**BLOC DE TEXTE**
----------------

Nous voyons encore que le problème de l’alcool avait été bien identifié, mais que le vin n’était pas considéré comme de l’alcool. Le vin était, et reste, l’un des fleurons de l’économie française et de sa renommée internationale.

Aujourd’hui comme hier, les problèmes sanitaires sont bien identifiés. Seule leur formulation et leur vulgarisation diffèrent selon l’environnement économique et les besoins du marché. Que cela ne nous empêche pas aujourd’hui d’être certains que le vin est bon pour le système cardio-vasculaire et la bière excellente pour les nourrices.

Quant au tabac, nous avons désormais la certitude qu’il est mauvais pour tout. Comment expliquer avec nos mots d’aujourd’hui que sa consommation augmente considérablement chez les jeunes futures gestantes. Il nous faut attendre d’avoir les mots de demain.

Injustice des diagnostics

lundi 5 septembre 2011

Le diagnostic officiel de Jacques Chirac est celui d’anosognosie qui signifie la non reconnaissance par un patient de son état pathologique.

Ce rapport médical ne contient probablement que des vérités, il souffre cependant d’une grave lacune : l’anosognosie n’est pas une maladie mais un symptôme.

----------------

**DONNÉES DE DÉPART**
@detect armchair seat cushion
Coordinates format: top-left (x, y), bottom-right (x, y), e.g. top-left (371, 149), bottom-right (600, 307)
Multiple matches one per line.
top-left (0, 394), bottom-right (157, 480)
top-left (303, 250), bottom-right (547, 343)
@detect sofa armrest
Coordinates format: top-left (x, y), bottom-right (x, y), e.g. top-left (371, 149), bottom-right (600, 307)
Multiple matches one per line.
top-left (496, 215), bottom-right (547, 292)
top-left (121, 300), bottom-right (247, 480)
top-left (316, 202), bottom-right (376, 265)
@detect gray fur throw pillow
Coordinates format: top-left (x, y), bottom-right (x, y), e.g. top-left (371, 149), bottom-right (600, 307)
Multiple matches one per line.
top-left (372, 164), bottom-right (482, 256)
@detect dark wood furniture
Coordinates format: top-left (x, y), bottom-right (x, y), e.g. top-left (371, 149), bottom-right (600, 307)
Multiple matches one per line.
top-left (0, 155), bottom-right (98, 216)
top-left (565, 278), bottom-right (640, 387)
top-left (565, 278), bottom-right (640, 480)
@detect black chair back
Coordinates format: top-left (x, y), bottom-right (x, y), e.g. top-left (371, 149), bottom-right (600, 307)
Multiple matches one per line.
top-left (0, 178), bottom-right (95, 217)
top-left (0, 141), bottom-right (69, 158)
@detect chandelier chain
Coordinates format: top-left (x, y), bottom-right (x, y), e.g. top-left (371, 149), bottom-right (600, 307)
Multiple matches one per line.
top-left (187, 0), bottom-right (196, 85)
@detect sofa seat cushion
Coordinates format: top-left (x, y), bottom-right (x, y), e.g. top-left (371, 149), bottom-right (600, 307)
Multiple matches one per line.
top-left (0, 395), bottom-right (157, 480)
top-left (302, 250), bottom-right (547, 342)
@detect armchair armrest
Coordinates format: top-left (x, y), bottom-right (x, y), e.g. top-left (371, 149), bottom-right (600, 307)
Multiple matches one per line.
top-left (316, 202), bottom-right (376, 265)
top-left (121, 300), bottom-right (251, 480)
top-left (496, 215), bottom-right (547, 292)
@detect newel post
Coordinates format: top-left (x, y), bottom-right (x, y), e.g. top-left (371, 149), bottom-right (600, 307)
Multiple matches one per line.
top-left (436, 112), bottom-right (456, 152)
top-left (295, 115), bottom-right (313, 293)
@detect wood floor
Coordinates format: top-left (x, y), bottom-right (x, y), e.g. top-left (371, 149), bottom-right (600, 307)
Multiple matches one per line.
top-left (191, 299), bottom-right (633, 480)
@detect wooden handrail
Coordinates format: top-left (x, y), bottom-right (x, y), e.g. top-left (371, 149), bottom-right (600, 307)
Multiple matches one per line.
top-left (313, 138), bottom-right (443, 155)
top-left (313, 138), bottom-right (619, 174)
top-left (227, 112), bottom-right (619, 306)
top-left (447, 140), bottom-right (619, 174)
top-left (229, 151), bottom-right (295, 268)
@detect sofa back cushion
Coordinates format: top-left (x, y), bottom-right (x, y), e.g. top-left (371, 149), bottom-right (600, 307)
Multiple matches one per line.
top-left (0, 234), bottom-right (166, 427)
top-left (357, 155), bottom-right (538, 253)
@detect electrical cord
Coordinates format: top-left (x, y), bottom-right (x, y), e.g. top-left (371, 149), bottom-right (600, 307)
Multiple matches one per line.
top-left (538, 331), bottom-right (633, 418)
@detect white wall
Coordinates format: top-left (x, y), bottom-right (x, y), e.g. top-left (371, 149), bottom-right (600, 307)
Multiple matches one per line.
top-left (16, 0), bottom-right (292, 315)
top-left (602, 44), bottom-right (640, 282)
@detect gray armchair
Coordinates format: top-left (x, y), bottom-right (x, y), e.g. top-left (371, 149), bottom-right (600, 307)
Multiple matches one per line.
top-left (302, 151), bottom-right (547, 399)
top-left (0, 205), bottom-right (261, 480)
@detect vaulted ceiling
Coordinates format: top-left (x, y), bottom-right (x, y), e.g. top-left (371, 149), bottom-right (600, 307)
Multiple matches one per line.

----------------

**MARCHE À SUIVRE**
Poursuivez le texte sur l'alcool, le tabac et le diagnostic de Jacques Chirac juste après sa dernière phrase.

**VOTRE RÉPONSE**
Quel que soit son intérêt ou son désintérêt pour l’épistémologie médicale, le professeur qui a officialisé ce diagnostic à l’intention des médias ne peut pas ignorer la différence entre une maladie et un symptôme.

D’après les dires de son entourage, notre ancien président souffre aussi de troubles importants de la mémoire immédiate, il ne reconnait pas les visages familiers (prosopagnosie) et n’est plus en prise avec la réalité (agnosie). Lors de diverses apparitions publiques, il a été facile de constater aussi sa perte des convenances et la levée des inhibitions les plus fondamentales.

Tous ces symptômes réunis chez le même patient ne laissent aucun doute sur le diagnostic réel que la plupart de mes confrères ont fait depuis longtemps.

 Jacques Chirac n’est donc pas atteint d’un symptôme unique au nom ésotérique et médiatique, mais d’une maladie fort courante dont tout médecin peut établir le diagnostic clinique avec certitude.

Il y a certainement des raisons très louables pour lesquelles ses médecins n’ont pas prononcé le nom de la maladie. La première est de ne pas heurter l’entourage qui ne souhaitait pas entendre ce nom, car il est des mots qui aggravent la douleur des proches. La seconde consiste à respecter un illustre personnage en ne l’affublant pas d’un diagnostic que l’on considère comme dévalorisant.

C’est ici qu’il convient de critiquer ce bulletin de santé. Il est en effet insultant pour tous les patients atteints de démence de suggérer un aspect péjoratif de cette pathologie. Cela est également irrespectueux pour la souffrance terrible et bien réelle de leur entourage. Enfin, cela est irrespectueux pour les médecins qui osent nommer et affronter cette terrible réalité avec les familles.

La maladie de Waldenström à laquelle avaient succombé le Shah D’Iran et les présidents Boumediene et Pompidou, avait fini par être assimilée à une maladie de chef d’état.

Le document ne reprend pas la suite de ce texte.